Written request -
Starting with the first line of the items and going on through the line with "0 122 145 134", write the lines out again with "screenshot" swapped for "photo" and everything else unchanged. Omit the pictures from your answer.

(Data extracted from a collection)
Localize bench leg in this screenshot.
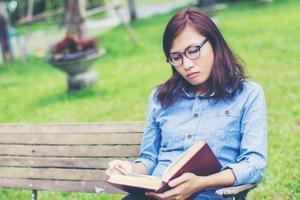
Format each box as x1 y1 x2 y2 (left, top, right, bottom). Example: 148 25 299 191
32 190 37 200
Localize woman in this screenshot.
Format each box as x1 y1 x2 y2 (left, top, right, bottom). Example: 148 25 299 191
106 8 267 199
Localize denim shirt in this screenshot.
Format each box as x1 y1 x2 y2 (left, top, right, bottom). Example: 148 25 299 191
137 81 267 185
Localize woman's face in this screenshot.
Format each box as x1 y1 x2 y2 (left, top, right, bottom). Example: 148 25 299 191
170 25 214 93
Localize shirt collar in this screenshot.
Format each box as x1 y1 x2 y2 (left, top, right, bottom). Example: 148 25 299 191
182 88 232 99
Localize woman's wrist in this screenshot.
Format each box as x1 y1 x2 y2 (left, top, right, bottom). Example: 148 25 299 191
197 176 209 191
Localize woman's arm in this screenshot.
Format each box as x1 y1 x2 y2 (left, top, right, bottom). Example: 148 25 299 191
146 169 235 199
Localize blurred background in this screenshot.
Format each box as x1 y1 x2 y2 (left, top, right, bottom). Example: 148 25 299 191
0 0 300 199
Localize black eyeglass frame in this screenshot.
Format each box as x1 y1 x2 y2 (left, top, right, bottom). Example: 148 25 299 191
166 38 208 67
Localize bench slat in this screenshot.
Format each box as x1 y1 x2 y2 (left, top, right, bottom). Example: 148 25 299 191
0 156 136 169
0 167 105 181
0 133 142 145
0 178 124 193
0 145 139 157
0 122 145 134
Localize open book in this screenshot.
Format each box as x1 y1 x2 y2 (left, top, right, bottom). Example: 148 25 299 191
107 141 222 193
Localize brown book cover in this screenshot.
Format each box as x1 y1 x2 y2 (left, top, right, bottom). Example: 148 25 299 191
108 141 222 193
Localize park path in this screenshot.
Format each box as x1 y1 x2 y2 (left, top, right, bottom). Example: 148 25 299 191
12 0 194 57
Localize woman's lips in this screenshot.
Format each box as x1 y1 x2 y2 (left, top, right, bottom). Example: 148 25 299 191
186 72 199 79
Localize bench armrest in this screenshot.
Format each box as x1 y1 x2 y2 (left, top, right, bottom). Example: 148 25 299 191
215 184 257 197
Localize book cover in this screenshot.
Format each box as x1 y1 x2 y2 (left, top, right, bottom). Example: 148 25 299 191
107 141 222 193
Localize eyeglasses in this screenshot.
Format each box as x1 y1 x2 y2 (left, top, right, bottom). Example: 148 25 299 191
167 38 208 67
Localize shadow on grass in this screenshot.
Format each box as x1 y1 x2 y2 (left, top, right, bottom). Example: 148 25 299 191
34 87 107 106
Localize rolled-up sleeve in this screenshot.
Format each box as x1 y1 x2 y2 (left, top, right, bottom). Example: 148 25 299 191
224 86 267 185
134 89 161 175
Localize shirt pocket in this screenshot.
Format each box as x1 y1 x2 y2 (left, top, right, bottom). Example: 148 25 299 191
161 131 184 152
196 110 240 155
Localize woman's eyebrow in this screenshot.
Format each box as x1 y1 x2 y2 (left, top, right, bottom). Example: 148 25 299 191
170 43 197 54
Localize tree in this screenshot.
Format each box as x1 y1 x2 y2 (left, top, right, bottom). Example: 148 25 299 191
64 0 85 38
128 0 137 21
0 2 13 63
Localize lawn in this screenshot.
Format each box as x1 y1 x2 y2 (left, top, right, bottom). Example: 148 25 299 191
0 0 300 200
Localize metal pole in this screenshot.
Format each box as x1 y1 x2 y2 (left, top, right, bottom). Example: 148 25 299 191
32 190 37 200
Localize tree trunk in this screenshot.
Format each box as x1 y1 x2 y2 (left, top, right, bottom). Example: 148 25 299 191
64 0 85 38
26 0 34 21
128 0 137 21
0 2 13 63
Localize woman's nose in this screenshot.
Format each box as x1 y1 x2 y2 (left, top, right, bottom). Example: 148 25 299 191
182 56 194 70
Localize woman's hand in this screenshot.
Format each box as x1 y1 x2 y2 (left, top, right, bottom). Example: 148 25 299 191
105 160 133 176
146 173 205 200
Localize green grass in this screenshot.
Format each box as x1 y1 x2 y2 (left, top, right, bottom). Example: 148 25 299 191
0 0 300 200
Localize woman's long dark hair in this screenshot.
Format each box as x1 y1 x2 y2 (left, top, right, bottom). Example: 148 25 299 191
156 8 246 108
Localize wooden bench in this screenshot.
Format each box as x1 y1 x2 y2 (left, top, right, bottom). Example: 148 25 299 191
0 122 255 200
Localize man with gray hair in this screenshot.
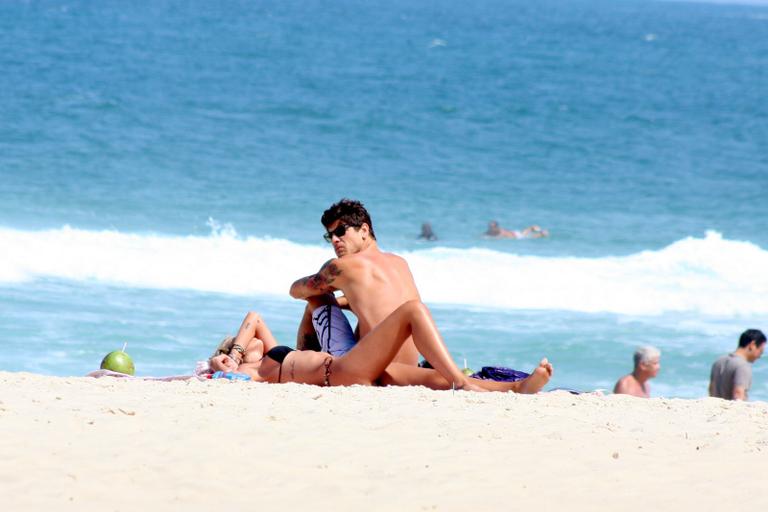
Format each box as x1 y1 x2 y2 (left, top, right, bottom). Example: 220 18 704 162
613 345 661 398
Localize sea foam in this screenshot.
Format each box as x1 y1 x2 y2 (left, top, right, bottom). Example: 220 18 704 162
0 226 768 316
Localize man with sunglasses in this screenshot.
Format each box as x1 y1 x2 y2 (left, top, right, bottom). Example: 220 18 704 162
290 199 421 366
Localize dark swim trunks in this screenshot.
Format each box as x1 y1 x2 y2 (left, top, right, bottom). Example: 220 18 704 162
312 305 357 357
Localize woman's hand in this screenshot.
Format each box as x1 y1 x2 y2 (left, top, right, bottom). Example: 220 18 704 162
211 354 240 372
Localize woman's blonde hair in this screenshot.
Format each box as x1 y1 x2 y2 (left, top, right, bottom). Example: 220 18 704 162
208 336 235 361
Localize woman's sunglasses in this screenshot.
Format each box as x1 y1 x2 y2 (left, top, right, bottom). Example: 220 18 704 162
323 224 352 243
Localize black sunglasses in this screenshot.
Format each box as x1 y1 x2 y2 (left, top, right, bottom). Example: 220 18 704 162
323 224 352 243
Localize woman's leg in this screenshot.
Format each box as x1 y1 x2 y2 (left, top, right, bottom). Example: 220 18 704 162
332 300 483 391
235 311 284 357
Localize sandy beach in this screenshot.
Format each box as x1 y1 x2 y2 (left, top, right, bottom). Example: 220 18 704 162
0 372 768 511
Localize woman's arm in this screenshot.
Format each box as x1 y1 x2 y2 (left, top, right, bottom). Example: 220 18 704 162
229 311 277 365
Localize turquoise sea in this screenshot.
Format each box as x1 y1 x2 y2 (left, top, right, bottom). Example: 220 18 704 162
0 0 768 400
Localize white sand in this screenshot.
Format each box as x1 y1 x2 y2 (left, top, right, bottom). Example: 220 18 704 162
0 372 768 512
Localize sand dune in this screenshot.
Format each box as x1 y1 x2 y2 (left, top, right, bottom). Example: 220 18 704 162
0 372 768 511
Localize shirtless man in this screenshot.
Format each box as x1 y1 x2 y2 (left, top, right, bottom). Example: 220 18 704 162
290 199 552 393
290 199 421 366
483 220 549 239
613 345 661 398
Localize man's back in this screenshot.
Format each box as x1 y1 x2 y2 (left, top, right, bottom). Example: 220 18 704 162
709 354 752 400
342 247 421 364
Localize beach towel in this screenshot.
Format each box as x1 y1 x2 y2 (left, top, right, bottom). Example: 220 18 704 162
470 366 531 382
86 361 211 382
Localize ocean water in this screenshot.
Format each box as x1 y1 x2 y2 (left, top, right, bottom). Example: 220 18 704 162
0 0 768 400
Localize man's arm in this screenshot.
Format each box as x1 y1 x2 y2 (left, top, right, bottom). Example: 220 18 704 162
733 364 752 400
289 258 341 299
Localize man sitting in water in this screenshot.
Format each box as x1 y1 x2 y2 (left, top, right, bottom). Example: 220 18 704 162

Solution for this problem -
Localize bench leg in this photo.
Format each box as x1 y1 x2 y2 (left, top, right, bottom). Example: 148 25 299 191
32 190 37 200
Localize woman in this photo.
Format each box as x1 y1 x2 y2 (left, top, right, bottom). Example: 148 25 299 191
106 8 267 199
Localize denim shirt in this photo.
Format each box as x1 y1 x2 y2 (left, top, right, bottom). Example: 148 25 299 191
137 81 267 185
Localize woman's face in this photo.
Format each box as x1 y1 x2 y2 (left, top, right, bottom). Example: 148 25 299 191
170 25 214 93
Localize shirt collar in this photo.
Format each box as x1 y1 x2 y2 (left, top, right, bottom). Example: 148 25 299 191
182 88 232 99
Localize woman's wrist in this photo.
Format each box as x1 y1 x2 y2 (left, top, right, bottom). Example: 148 25 299 191
197 176 209 191
Localize woman's arm in this photo.
Format each box as x1 y1 x2 y2 (left, top, right, bottom). Example: 148 25 299 191
146 169 235 199
Localize blurred background in this photo.
Format each box as x1 y1 x2 y2 (left, top, right, bottom). Example: 148 25 299 191
0 0 300 199
Localize black eyeglass frame in this photo.
Format each box as x1 y1 x2 y2 (left, top, right, bottom). Example: 148 25 299 191
166 38 208 67
Localize bench slat in this photo.
Format each box as x1 y1 x2 y2 (left, top, right, bottom). Example: 148 25 299 191
0 156 136 169
0 167 105 181
0 133 142 145
0 178 124 193
0 145 139 157
0 122 145 134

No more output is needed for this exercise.